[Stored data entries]

◆ ◆ ◆ ◆ ◆ ◆ ◆

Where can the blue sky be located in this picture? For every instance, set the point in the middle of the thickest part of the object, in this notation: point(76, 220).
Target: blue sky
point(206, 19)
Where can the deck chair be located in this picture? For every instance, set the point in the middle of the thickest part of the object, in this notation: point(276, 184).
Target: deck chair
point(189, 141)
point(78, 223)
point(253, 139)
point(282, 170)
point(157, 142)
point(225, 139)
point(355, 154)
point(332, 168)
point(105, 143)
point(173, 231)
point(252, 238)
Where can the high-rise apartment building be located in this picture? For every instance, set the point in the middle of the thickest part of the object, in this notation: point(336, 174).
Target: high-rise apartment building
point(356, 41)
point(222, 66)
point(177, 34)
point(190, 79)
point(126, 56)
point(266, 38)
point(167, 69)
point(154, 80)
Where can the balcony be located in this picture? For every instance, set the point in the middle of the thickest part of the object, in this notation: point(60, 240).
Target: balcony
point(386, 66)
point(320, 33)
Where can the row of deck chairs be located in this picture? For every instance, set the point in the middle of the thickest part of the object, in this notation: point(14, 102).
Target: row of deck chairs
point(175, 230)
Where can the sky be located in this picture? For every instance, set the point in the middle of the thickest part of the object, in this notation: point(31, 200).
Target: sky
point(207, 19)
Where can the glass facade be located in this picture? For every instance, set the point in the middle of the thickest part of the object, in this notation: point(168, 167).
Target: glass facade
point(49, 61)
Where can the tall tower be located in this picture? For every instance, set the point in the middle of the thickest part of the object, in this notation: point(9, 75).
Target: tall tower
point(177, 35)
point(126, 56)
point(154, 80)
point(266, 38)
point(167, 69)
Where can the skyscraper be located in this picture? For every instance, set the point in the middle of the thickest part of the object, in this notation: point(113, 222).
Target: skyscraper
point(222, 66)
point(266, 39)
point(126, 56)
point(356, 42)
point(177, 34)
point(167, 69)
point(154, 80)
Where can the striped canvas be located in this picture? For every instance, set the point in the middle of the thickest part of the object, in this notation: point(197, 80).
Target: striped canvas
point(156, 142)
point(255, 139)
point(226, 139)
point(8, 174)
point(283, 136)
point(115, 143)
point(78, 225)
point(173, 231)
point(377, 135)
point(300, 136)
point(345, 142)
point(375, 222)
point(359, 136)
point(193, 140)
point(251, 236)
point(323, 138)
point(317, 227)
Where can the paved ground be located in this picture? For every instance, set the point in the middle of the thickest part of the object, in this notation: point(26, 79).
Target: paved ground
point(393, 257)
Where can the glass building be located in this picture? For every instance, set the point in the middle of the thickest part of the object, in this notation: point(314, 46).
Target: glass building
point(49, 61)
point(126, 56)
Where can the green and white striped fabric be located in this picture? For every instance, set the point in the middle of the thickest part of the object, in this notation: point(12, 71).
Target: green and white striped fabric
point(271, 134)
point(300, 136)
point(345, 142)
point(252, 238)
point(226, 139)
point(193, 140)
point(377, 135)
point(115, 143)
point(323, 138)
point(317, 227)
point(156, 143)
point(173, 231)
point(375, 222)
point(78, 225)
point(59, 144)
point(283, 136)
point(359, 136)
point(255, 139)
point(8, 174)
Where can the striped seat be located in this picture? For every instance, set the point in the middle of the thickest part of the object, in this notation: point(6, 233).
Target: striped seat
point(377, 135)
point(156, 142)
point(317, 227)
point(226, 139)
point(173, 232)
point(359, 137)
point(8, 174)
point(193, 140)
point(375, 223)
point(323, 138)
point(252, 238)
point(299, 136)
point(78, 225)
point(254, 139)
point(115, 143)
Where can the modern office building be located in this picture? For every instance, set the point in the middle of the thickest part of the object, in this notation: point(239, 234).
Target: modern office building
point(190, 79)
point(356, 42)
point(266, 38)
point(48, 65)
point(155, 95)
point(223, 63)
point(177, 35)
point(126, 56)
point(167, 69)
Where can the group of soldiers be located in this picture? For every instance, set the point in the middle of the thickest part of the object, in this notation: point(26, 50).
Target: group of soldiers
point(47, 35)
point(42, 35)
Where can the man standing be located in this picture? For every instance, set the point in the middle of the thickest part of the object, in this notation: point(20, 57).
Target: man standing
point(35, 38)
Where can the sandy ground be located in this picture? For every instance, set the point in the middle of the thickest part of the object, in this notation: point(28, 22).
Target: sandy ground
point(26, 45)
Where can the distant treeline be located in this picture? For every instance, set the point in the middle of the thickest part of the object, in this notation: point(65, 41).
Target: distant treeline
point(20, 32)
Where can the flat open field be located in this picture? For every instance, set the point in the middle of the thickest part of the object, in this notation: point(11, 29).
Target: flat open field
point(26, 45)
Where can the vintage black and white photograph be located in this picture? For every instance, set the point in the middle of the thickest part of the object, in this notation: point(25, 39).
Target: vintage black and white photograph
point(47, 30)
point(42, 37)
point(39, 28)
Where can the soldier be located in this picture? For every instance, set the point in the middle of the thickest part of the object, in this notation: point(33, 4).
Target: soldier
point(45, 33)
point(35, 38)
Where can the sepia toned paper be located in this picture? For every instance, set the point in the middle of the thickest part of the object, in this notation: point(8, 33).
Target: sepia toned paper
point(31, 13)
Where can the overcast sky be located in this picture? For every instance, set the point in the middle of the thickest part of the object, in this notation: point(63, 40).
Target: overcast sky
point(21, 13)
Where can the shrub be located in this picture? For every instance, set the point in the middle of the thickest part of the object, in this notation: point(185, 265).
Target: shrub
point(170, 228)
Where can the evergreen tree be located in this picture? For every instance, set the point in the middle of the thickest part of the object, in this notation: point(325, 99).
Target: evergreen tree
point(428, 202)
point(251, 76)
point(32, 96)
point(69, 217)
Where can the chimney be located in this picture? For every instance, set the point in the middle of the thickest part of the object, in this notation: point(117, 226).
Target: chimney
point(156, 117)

◆ ◆ ◆ ◆ ◆ ◆ ◆

TRY IT: I need all of the records above retyped exactly, please.

COMPLETED EXERCISE:
Where can the blue sky be located in this picture? For every instance, set the point in the middle of the thickest part of the object, in this notation: point(76, 220).
Target: blue sky
point(206, 19)
Where can the deck chair be located in this picture? For every instance, set the point in the middle of the thickest part of the object, in this notation: point(276, 184).
Target: deck chair
point(189, 141)
point(78, 223)
point(253, 139)
point(282, 170)
point(157, 142)
point(225, 139)
point(355, 154)
point(332, 168)
point(105, 143)
point(173, 231)
point(252, 238)
Where can the high-rise apartment building be located in this picture? For every instance, set the point in the middle of the thickest part of the object, in this notation: point(336, 174).
Target: high-rise apartment building
point(356, 41)
point(222, 66)
point(177, 34)
point(190, 79)
point(126, 56)
point(266, 38)
point(167, 69)
point(154, 80)
Where can the balcony be located in this picture? For every instance, set the point in the middle of the thickest part of the object, in this notation: point(60, 240).
Target: balcony
point(386, 66)
point(320, 33)
Where can the row of deck chairs be located in this picture? For every instance, set the point in the middle of the thickest part of the object, in this notation: point(14, 102).
Target: row of deck chairs
point(175, 230)
Where can the sky be located in this picture? For every instance, set the point in the middle of the thickest part of the object, in this notation: point(31, 200).
Target: sky
point(207, 19)
Where can the glass facade be located in this picture? For every instance, set the point in the middle of the thickest part of the object, in this notation: point(168, 167).
Target: glass facade
point(49, 61)
Where can the tall tower be located in this picture? For every instance, set the point in the middle of the thickest part of the object, in this notation: point(9, 75).
Target: tall tower
point(177, 35)
point(126, 56)
point(154, 80)
point(266, 38)
point(167, 69)
Where can the skyscraper be located in this picture? For every instance, set the point in the middle of the thickest part of the object, in this notation: point(113, 222).
Target: skyscraper
point(222, 66)
point(266, 39)
point(126, 56)
point(356, 42)
point(177, 34)
point(167, 69)
point(154, 80)
Where can the striped canvas be located in this picture? For every instance, set the point in the middle of the thickest part of the object, in this notation: point(197, 80).
Target: striped canvas
point(156, 142)
point(255, 139)
point(226, 139)
point(8, 174)
point(283, 136)
point(115, 143)
point(78, 225)
point(173, 231)
point(377, 135)
point(300, 136)
point(345, 142)
point(375, 222)
point(359, 136)
point(193, 140)
point(251, 236)
point(323, 138)
point(317, 227)
Where can the paved ground be located in this picture? For every instance, set the point in the middle of the thickest part of the object, in this notation: point(26, 79).
Target: paved ground
point(393, 257)
Where can the glass building be located in this picture? For every instance, set the point in the middle of the thickest part of the object, in this notation: point(314, 46).
Target: glass building
point(49, 61)
point(126, 56)
Where can the green and white striped fabric be located in this picture? For every instance, set the point in the middle of the thickest part of the object, in this notation: point(12, 71).
Target: green and white striped fabric
point(271, 134)
point(300, 136)
point(345, 142)
point(252, 238)
point(226, 139)
point(193, 140)
point(377, 135)
point(115, 143)
point(323, 138)
point(317, 227)
point(156, 143)
point(173, 231)
point(375, 222)
point(78, 225)
point(59, 144)
point(283, 136)
point(359, 136)
point(255, 139)
point(8, 174)
Where can the striped seat be located in this picture? For every instance, set the point in the middle of the thickest part of the object, in this notation: point(6, 233).
Target: striped seat
point(377, 135)
point(156, 142)
point(317, 227)
point(226, 139)
point(173, 232)
point(359, 137)
point(8, 174)
point(193, 140)
point(375, 223)
point(323, 138)
point(252, 238)
point(299, 136)
point(78, 225)
point(254, 139)
point(115, 143)
Where can the modern office building be located in this picture? For every instance, set the point in the middle of the thickest part of the object, in this notation: point(239, 234).
Target: modern office building
point(190, 79)
point(356, 42)
point(266, 38)
point(48, 65)
point(155, 95)
point(223, 63)
point(177, 35)
point(126, 56)
point(167, 69)
Where can the group of soldiers be located in this picture? For every instance, set the point in the middle of the thickest part of the object, in this notation: point(26, 50).
Target: group of soldiers
point(47, 35)
point(42, 35)
Where can the man standing be located in this picture? For every instance, set the point in the middle of the thickest part of the object, in this notation: point(20, 57).
Target: man standing
point(35, 38)
Where can the sandy ground be located in this picture? For every instance, set the point in the middle of the thickest part of the object, in this notation: point(28, 22).
Target: sandy ground
point(26, 45)
Where can the distant treeline be located in this picture? For every instance, set the point in the middle of the thickest part of the object, in this notation: point(65, 41).
Target: distant treeline
point(20, 32)
Where can the flat open field be located in this picture? For every instance, set the point in the middle of the thickest part of the object, in this notation: point(11, 29).
Target: flat open field
point(26, 45)
Where can the vintage black and white photograph be located in this picture? For every instance, set the point in the middle of the thickest part of the object, in this notation: point(25, 39).
Target: vintage black and white photograph
point(47, 30)
point(42, 37)
point(39, 28)
Where can the soldier be located in this picture? For every instance, set the point in the middle of the thickest part of the object, in this notation: point(33, 4).
Target: soldier
point(45, 33)
point(35, 38)
Where can the sepia toned paper be located in this picture? For every instance, set the point in the middle of the thickest part of the object, in this notation: point(8, 33).
Target: sepia toned paper
point(31, 13)
Where can the overcast sky be located in this picture? For every instance, set the point in the middle of the thickest part of the object, in this notation: point(63, 40).
Target: overcast sky
point(21, 13)
Where can the shrub be located in this picture? For every instance, set the point in the middle of the thickest part of the object, in this notation: point(185, 265).
Target: shrub
point(170, 228)
Where can the evergreen tree be located in this picture? For every instance, set the point in the middle of the thickest part of the object, in this notation: point(325, 99).
Target: evergreen tree
point(428, 202)
point(251, 76)
point(32, 96)
point(69, 217)
Where can the chimney be located in this picture? For every instance, set the point in the middle of the thickest part of the object, in this notation: point(117, 226).
Target: chimney
point(156, 117)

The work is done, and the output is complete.